# WRITTEN INSTRUCTION
Rewrite the records with every occurrence of "the noun phrase to outline" changed to "the noun phrase to segment", leaving the rest of the text unchanged.

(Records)
******************************

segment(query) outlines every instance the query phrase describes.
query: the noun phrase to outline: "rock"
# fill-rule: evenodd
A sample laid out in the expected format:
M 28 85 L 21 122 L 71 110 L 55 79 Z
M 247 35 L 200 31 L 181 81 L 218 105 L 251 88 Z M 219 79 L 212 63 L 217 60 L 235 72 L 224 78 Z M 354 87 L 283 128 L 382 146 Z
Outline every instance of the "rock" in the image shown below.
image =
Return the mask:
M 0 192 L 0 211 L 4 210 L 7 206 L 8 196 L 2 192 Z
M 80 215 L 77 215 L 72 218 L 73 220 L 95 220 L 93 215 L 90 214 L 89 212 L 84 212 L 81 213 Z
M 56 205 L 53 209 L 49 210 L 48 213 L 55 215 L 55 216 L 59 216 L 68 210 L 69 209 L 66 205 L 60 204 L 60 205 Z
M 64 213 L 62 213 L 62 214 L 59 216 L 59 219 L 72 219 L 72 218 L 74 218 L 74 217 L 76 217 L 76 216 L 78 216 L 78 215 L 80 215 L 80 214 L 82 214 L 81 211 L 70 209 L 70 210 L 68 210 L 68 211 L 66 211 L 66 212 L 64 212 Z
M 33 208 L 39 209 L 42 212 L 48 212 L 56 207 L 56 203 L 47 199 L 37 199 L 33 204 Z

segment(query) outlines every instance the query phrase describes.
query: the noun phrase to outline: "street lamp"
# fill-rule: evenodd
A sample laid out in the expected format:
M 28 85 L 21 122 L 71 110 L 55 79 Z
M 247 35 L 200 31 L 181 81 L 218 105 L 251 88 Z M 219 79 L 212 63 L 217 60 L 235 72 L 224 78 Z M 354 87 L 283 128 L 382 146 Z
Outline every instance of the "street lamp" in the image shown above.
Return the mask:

******************************

# OUTPUT
segment(query) outlines every instance the query phrase describes.
query: the noun phrase to segment: "rock"
# fill-rule: evenodd
A sample laid out in the expected format:
M 28 85 L 21 122 L 71 110 L 55 79 Z
M 247 35 L 200 31 L 181 81 L 218 105 L 251 88 Z M 219 79 L 212 63 L 217 60 L 235 72 L 224 78 Z M 354 87 L 283 128 L 382 146 Z
Outline every instance of the "rock" in the image shown below.
image =
Return the mask:
M 0 192 L 0 211 L 4 210 L 7 206 L 8 196 L 2 192 Z
M 80 215 L 77 215 L 72 218 L 73 220 L 95 220 L 93 215 L 90 214 L 89 212 L 84 212 L 81 213 Z
M 56 205 L 53 209 L 49 210 L 48 213 L 55 215 L 55 216 L 59 216 L 68 210 L 69 209 L 66 205 L 60 204 L 60 205 Z
M 64 213 L 62 213 L 62 214 L 59 216 L 59 219 L 72 219 L 72 218 L 74 218 L 74 217 L 76 217 L 76 216 L 78 216 L 78 215 L 80 215 L 80 214 L 82 214 L 81 211 L 70 209 L 70 210 L 68 210 L 68 211 L 66 211 L 66 212 L 64 212 Z
M 33 208 L 39 209 L 42 212 L 48 212 L 56 207 L 56 203 L 47 199 L 37 199 L 33 204 Z

segment(query) outlines every instance the query phrase describes.
query: the noun phrase to segment: "street lamp"
# fill-rule: evenodd
A sample laid out in the expected format:
M 28 85 L 21 122 L 71 110 L 55 79 Z
M 247 35 L 200 31 L 181 81 L 218 105 L 251 88 Z M 219 79 L 212 63 L 217 60 L 235 72 L 224 78 Z M 354 87 L 283 128 L 382 146 Z
Outline every instance of the "street lamp" in the image shown above.
Return the mask:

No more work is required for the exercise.